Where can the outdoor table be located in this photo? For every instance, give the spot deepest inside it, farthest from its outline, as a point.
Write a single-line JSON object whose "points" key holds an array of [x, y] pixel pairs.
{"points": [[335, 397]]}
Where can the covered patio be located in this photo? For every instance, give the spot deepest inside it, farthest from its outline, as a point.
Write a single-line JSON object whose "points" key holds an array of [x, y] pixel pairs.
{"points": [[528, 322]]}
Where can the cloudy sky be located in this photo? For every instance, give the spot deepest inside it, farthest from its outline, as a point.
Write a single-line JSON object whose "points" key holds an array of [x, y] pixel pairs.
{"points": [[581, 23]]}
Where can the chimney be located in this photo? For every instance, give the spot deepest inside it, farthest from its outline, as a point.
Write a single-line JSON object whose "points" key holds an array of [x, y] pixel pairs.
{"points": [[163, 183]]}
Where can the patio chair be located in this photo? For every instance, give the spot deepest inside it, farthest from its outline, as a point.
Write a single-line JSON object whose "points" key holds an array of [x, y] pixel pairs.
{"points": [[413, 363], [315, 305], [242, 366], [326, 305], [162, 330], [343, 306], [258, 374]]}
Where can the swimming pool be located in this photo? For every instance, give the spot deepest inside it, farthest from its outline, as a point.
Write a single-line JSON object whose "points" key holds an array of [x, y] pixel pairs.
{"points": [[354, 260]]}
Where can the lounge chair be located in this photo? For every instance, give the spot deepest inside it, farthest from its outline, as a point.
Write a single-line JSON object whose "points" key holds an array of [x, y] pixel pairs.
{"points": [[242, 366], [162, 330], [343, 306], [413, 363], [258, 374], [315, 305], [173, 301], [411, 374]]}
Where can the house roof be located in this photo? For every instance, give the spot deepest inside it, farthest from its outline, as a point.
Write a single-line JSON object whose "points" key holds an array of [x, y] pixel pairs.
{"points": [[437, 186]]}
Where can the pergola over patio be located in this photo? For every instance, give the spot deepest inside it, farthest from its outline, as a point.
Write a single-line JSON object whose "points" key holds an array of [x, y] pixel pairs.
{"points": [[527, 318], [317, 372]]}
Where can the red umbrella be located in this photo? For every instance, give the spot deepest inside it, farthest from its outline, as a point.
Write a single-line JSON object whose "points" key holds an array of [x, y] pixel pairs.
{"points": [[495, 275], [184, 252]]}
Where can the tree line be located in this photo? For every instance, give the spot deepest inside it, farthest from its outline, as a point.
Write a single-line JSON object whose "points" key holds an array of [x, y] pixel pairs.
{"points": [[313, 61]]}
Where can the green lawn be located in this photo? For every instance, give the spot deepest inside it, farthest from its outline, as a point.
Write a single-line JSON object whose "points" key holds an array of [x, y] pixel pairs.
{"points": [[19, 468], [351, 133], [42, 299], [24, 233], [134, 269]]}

====

EXERCISE PROMPT —
Retype all of the material above, keeping every character, space and line break unchanged.

OUTPUT OF THE EXERCISE —
Where can the outdoor table be located in this photo? For every instance, give the spot deepest inside it, farthest from its outline, as a point.
Write a single-line JSON object whose "points" key holds an array of [x, y] pixel pairs.
{"points": [[335, 397]]}
Where can the covered patio be located in this photo? For every instance, give the spot deepest inside it, farthest from its outline, as a point.
Write a single-line JSON object whose "points" key holds an array of [x, y] pixel pairs.
{"points": [[528, 322]]}
Where can the cloudy sky be located in this photo? For every instance, give the spot deepest inside it, farthest from its outline, as a point.
Write a single-line JSON object whose "points" key holds an array of [x, y] pixel pairs.
{"points": [[581, 23]]}
Where can the chimney be located in this photo? For every instance, give the spot deepest inside it, farthest from its outline, as a point.
Write a single-line JSON object whose "points" key holds an array of [x, y] pixel pairs.
{"points": [[163, 183]]}
Where can the patio chair be located in this photo? For every instance, give the spot deepest inside it, farthest from its outline, as a point.
Write a single-line JSON object whose "points" key holds an array of [x, y] pixel pairs.
{"points": [[413, 363], [315, 305], [242, 366], [326, 305], [162, 330], [343, 306], [258, 374]]}
Where can the swimming pool be located in this photo? For every instance, give the spot deepest inside it, farthest from its outline, as a point.
Write a single-line JSON object whose "points" key holds an array of [x, y] pixel pairs.
{"points": [[354, 260]]}
Where can the lounge chair be located in this photo? For every instance, give the spot deepest inside it, farthest from its outline, as a point.
Write a single-line JSON object whose "points" key holds an array of [x, y] pixel pairs.
{"points": [[242, 366], [162, 330], [343, 306], [413, 363], [258, 374], [315, 305], [173, 301], [411, 374]]}
Where can the house roof be located in this photo? For every instance, give the spot deepest inside it, farthest from its outline, as a point.
Write a single-line JSON object whose "points" key holds an array of [x, y] pixel pairs.
{"points": [[437, 186]]}
Where can the pergola over patio be located in this photo? For every instance, give the spot deepest inside it, farthest from its outline, as a point.
Write a single-line JSON object whose "points" key holds an array of [x, y] pixel pairs.
{"points": [[527, 318], [317, 372]]}
Where can the red umbrella be located in this photo? For every instance, give the spot deepest inside it, farthest from its outline, as a point.
Write a single-line JSON object whose "points" key holds an array of [x, y] pixel pairs.
{"points": [[495, 275], [184, 252]]}
Where can the tree line be located in this photo? For every instance, give the spot deepest inside it, farthest from its outline, as a point.
Write a single-line JSON object whose "points" key holds an array of [x, y] pixel pairs.
{"points": [[313, 61]]}
Where can the green lawn be located in this photo? For every instance, give the spot deepest inside it, farthest from its outline, as a point.
Write a single-line JSON object whose "points" key holds an array of [x, y] pixel pairs.
{"points": [[19, 468], [351, 133], [42, 299], [24, 233], [134, 269]]}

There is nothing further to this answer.